● DATA PROVIDED:
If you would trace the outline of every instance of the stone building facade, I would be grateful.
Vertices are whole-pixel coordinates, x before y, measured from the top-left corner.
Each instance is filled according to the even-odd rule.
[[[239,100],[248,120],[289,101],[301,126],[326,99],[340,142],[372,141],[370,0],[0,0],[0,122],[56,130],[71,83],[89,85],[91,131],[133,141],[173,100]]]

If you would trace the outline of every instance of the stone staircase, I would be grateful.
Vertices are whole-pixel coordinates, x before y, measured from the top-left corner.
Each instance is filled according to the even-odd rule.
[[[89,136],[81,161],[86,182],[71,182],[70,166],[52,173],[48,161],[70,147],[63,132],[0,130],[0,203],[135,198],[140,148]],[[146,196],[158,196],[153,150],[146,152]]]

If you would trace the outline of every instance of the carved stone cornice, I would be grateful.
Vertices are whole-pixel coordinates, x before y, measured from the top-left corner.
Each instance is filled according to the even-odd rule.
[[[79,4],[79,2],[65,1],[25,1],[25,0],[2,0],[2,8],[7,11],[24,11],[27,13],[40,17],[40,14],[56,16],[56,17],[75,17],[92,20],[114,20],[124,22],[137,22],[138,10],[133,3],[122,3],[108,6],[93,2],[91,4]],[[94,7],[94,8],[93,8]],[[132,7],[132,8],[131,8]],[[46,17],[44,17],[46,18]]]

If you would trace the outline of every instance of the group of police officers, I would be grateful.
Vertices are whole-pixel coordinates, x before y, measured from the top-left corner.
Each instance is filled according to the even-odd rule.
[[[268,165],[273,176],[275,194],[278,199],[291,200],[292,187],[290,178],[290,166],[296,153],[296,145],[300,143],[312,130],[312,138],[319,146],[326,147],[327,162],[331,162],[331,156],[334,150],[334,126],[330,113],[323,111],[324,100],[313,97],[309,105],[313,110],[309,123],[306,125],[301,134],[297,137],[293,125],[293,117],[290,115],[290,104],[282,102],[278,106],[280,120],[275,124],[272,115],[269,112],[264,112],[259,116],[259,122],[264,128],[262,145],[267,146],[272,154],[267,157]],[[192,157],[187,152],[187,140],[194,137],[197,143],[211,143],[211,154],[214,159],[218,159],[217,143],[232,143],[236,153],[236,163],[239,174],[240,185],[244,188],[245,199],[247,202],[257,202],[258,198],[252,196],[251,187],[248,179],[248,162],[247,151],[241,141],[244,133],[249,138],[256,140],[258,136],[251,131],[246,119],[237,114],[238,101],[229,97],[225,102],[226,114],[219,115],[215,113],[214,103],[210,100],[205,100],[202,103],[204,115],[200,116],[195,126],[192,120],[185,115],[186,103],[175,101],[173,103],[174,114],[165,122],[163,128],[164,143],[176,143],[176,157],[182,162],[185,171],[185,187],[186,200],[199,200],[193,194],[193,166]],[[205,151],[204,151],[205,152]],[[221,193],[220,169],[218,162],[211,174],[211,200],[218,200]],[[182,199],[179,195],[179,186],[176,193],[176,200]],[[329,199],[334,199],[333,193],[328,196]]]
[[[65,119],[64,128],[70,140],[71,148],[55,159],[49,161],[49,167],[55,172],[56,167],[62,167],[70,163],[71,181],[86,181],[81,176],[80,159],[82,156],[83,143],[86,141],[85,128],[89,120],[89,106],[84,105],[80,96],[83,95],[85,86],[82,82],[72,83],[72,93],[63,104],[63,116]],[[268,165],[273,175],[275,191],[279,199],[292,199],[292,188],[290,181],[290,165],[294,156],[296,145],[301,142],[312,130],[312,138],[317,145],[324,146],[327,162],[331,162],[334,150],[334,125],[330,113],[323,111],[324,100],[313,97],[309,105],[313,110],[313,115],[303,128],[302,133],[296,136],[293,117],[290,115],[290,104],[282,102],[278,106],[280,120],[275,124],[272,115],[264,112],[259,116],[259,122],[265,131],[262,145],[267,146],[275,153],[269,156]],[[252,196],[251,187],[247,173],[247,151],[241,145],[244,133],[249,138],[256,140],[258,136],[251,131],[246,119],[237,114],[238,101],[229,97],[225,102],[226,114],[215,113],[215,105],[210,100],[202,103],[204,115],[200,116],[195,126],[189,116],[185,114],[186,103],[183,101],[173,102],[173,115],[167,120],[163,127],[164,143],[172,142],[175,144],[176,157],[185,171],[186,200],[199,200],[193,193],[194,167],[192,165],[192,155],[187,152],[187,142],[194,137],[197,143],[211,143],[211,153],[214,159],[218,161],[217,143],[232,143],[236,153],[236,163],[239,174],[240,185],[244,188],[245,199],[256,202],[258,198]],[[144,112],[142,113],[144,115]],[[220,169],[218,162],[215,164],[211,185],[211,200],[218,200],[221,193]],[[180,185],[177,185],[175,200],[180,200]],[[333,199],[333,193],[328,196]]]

● WRITTEN REQUEST: Pick out every line in the material above that contains the word "stone" and copy each of those lines. Matching is case-sensitive.

● TASK SOLUTION:
If you would trace the outline of every instance of the stone building facade, I would be grateful.
If you would trace the outline of every instance of the stone staircase, I would be grateful.
If you would trace the outline of every instance of the carved stone cornice, I would be grateful.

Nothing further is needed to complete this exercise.